## Required task
Please return every one of the records below word for word, with nothing changed.

(Point labeling records)
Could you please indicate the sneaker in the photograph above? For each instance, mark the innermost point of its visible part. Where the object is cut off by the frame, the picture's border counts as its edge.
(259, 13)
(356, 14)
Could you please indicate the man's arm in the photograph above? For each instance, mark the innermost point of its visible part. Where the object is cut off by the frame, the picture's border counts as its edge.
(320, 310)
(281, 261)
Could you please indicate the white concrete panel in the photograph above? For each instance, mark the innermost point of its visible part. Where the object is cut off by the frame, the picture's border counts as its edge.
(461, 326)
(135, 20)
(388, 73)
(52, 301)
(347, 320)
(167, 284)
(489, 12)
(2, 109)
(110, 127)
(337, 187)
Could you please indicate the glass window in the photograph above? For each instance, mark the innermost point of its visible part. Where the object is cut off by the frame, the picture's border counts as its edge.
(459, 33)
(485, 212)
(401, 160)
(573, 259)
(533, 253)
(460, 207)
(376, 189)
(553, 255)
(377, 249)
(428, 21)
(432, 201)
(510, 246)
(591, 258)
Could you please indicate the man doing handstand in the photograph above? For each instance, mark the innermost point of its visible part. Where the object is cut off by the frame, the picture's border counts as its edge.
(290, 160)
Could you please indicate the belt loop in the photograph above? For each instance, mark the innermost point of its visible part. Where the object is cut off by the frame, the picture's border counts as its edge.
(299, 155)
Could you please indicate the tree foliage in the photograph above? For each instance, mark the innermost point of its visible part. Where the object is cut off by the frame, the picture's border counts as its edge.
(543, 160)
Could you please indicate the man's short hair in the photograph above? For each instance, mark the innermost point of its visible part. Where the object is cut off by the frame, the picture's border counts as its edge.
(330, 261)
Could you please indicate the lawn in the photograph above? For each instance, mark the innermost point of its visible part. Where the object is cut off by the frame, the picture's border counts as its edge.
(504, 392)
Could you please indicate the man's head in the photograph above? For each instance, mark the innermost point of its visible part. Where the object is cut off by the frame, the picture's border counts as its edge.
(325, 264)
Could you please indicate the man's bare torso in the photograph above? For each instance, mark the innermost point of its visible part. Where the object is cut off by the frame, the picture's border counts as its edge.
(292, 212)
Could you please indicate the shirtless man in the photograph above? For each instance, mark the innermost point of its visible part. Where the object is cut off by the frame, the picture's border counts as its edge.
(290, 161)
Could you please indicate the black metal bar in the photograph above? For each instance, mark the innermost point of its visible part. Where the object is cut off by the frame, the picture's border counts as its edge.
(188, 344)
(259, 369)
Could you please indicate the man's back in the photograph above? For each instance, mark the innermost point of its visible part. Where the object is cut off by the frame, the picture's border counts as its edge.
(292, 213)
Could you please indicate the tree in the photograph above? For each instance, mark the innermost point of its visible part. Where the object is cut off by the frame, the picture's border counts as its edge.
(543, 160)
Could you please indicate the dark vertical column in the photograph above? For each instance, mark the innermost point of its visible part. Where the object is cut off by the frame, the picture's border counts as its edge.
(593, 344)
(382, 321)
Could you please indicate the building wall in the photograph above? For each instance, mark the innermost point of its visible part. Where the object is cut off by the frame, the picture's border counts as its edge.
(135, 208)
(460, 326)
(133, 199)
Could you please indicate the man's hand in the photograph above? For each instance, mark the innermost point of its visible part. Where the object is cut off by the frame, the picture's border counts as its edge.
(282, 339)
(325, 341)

## Exercise solution
Could you please indicate the sneaker in the photograph above? For each instance, mark the innermost point of its visible part. Where the object is cut off by the frame, the picture's border counts as its edge.
(259, 13)
(356, 14)
Could you please indicate the man's arm in the photograph above? For each instance, mark the innermost point of its visible part. Where the object is cut off by the frame, the picture's border counts as its edge.
(320, 310)
(281, 261)
Could you please indicate the white concrete panel in the photograph above? For each instance, mark the innermost point of its visible part. Where the object is cut off by the frame, the picture's border counts as its edge.
(461, 326)
(135, 20)
(388, 73)
(52, 301)
(347, 320)
(167, 284)
(489, 12)
(2, 109)
(110, 127)
(337, 187)
Could you please indicate the glass window in the photograph above? For each instance, mark the innermost point of its visible part. Where the object is cut off by the frame, the picture's border counts as its edge.
(459, 33)
(485, 212)
(401, 160)
(573, 259)
(533, 253)
(460, 207)
(376, 189)
(553, 255)
(377, 249)
(428, 21)
(432, 201)
(510, 246)
(591, 258)
Could you please indicate the man doing handstand in the photograph above? For each instance, mark the innermost point of its visible part. Where the object is cut off by the frame, the picture's border counts as its edge.
(290, 160)
Could you please indicate the belt loop in the photograph above? For each instance, mark the innermost point of its visible part. Where the object is cut off by the frame, the picture's border counts as its edge.
(299, 155)
Could you please indicate the tree foliage in the photograph above? For each instance, mark the innermost point of its visible part. Where the object is cut off by the frame, the picture's border counts as its edge.
(543, 160)
Could you please indicate the man's short hair in the photograph above? For each instance, mark the innermost point of its visible part. Where the object is cut off by the frame, the picture's border counts as its edge.
(330, 261)
Could you please indicate the lawn in the photograph above? For each instance, mark the innermost point of its visible part. Where the object is cut off by the frame, the picture's border counts as its edge.
(504, 392)
Could you please indicate the man's head in the photograph above? For each instance, mark the innermost point of its visible part. Where the object is cut off by the frame, the picture's border counts as its edge.
(325, 264)
Could you please indicate the man's bare torso in the photograph above? For each instance, mark the innermost point of its visible part. Where the object is cut off by the frame, the picture's border counts as its edge.
(292, 212)
Could you please indicate the shirtless man in the photograph above? For each instance, mark the innermost point of its visible part. Where the object is cut off by the frame, the picture's border counts as its edge.
(290, 161)
Could you please indicate the black metal bar in the photograph above? For each instance, mark the innermost point of its visible part. Where the object is cut off by the frame, the picture's border counts as its edge.
(188, 344)
(259, 369)
Could you please indicate the man's back in the photograph above? For each instance, mark the innermost point of its visible part. Where the object is cut off by the frame, the picture's border counts as its edge.
(292, 213)
Could you please indicate the tree in the photograph above? For each instance, mark the innermost point of its visible part. Where the object is cut off by the frame, the picture's border counts as its edge.
(543, 160)
Could you please indicate the dark vertical column in the photograph above? For each instance, mark the innermost point of its visible part. Where the object is cut off by the frame, the picture's border counts as its edge.
(593, 344)
(382, 321)
Could you please indicate the building wall in the photograph above? For each instance, mark the innermost point of its visible part. Where the object is cut off by the frame, the picture's border counts as its edge.
(135, 208)
(460, 326)
(133, 199)
Could you please indicate the man's hand in the photograph above? For each instance, mark the innermost point of its visible part. Where the object is cut off by the frame, the picture's border counts as its edge.
(282, 339)
(325, 341)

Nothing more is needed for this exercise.